Dataset records:
● ● ● ● ●

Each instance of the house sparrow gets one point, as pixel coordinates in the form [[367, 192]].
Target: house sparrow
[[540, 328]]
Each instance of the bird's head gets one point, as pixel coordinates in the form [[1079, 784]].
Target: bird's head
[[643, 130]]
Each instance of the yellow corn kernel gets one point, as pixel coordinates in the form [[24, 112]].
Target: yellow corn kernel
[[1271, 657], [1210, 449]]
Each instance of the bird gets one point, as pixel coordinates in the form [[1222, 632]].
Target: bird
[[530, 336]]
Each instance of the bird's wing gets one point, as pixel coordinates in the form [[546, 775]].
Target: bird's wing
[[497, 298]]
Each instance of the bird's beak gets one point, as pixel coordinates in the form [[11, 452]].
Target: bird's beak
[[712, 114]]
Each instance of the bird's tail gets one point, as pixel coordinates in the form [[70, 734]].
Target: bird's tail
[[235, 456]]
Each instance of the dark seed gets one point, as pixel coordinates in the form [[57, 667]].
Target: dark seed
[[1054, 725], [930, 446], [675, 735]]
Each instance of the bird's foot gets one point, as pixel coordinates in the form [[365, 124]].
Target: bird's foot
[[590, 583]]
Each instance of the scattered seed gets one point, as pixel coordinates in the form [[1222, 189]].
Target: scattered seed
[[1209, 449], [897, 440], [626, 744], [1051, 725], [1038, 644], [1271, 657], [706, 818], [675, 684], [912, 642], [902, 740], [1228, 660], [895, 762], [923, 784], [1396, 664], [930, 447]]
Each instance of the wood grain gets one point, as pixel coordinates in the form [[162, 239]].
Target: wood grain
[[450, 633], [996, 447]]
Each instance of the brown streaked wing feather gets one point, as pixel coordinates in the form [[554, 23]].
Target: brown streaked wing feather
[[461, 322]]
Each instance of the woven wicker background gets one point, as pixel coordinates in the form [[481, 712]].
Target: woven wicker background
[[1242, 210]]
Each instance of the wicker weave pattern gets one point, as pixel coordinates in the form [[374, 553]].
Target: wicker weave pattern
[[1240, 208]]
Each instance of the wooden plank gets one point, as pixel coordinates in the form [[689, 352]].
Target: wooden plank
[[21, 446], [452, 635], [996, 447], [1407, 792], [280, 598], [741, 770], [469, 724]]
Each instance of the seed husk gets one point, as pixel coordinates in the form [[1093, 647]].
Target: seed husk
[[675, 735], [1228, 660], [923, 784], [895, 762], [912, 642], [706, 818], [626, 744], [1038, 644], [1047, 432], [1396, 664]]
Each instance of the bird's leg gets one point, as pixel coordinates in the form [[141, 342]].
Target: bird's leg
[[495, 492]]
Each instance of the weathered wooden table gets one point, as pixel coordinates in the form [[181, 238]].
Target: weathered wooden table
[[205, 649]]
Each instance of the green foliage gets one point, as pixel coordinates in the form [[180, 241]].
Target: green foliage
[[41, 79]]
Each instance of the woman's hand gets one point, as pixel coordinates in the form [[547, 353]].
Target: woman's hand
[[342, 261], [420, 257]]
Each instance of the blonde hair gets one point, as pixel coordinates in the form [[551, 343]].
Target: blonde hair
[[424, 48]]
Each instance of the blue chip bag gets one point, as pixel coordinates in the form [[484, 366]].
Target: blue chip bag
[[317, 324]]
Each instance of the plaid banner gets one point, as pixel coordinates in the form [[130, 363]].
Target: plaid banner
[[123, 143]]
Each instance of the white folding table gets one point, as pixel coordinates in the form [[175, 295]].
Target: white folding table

● ● ● ● ●

→ Exercise directions:
Rewrite the listing above so that every "gets one point" becomes "is marked with a single point", keeping every other part of it the same.

→ Answer:
Each instance of the house sparrow is marked with a single point, as pixel coordinates in the form [[367, 192]].
Target: house sparrow
[[540, 328]]
Each instance of the bird's head is marked with a single point, as pixel coordinates in the form [[1079, 784]].
Target: bird's head
[[643, 130]]
Each instance of the yellow corn kernel is marked with a single point, as pixel coordinates in the form [[24, 112]].
Target: yellow corn kernel
[[1271, 657], [1210, 449]]
Each instance of the bird is marked with a single point, as pixel coordinates in the form [[1222, 632]].
Target: bird
[[530, 336]]
Each instance of the bird's wing is marked with a single point, as pixel coordinates in the form [[546, 775]].
Target: bird's wing
[[497, 298]]
Each instance of the bird's beak is marked with a single point, as pixel coordinates in the form [[11, 452]].
Target: bird's beak
[[712, 114]]
Each instance of the bird's tail is marked with a single point, as pixel coordinates in the form [[70, 734]].
Target: bird's tail
[[235, 456]]
Each instance of the dark seed is marked with a single point, as pixel coordinates in the form [[57, 667]].
Target: dark seed
[[1054, 725], [930, 446], [675, 735]]
Each instance of the bird's foot is marked with a single point, as pixel coordinates in the form [[365, 124]].
Target: bird's foot
[[590, 583]]
Each instance of the scattered seed is marked with a single point, as pixel coordinates in the form [[1222, 189]].
Target: scattered seed
[[1209, 449], [897, 440], [626, 744], [1051, 725], [1038, 644], [1271, 657], [706, 818], [675, 684], [912, 642], [902, 740], [1228, 660], [895, 762], [923, 784], [1396, 664], [930, 447]]
Each instance of the wood grain is marked with a single point, as pixel coordinates in the form [[162, 239]].
Target: wood grain
[[450, 633], [996, 447]]
Each instance of the brown streaked wing feather is marked with a single point, as pixel coordinates in the form [[554, 23]].
Target: brown streaked wing feather
[[461, 322]]
Each instance of the woven wicker background is marked with a single point, as pixel coordinates in the form [[481, 712]].
Target: woven wicker background
[[1242, 210]]
Each instance of the wicker weave pattern is marked with a single point, as pixel coordinates in the form [[374, 553]].
Target: wicker weave pattern
[[1240, 208]]
Each instance of the wooden plank is marked with a single point, as pixel coordinates in the form [[689, 352]].
Target: wooden plank
[[21, 446], [452, 635], [996, 447], [1407, 792], [280, 598], [741, 770], [469, 724]]
Each instance of the seed husk is marked with a single point, as pixel coordinates in the form [[1093, 647]].
Target: seed husk
[[675, 735], [1228, 660], [923, 784], [895, 762], [912, 642], [706, 818], [626, 744], [1038, 644], [1047, 432], [1396, 664]]
Each instance of the bird's leg is marked with a single point, as pixel coordinates in the form [[141, 342]].
Target: bird's leg
[[495, 492]]
Each instance of the weathered wooden table is marked with a single point, as pixel coordinates in the form [[181, 238]].
Target: weathered wooden table
[[205, 649]]
Each instance of the green foliage is marked with a single point, as pixel coordinates in the form [[180, 241]].
Target: green foliage
[[41, 79]]
Each instance of the woman's hand is marked with a single point, as pixel coordinates in the form [[547, 353]].
Target: woman's hand
[[342, 261], [420, 257]]
Each instance of the blonde hair is marked with a single point, as pixel coordinates in the form [[551, 343]].
Target: blonde hair
[[424, 48]]
Each instance of the blue chip bag is marked with a single point, as pixel coordinates in the form [[484, 366]].
Target: blue chip bag
[[317, 324]]
Each instance of the plaid banner is marked with a single point, as pixel coordinates in the form [[130, 363]].
Target: plaid banner
[[123, 143]]
Each instance of the white folding table is marked with a single point, as pixel coordinates in the form [[175, 295]].
Target: white folding table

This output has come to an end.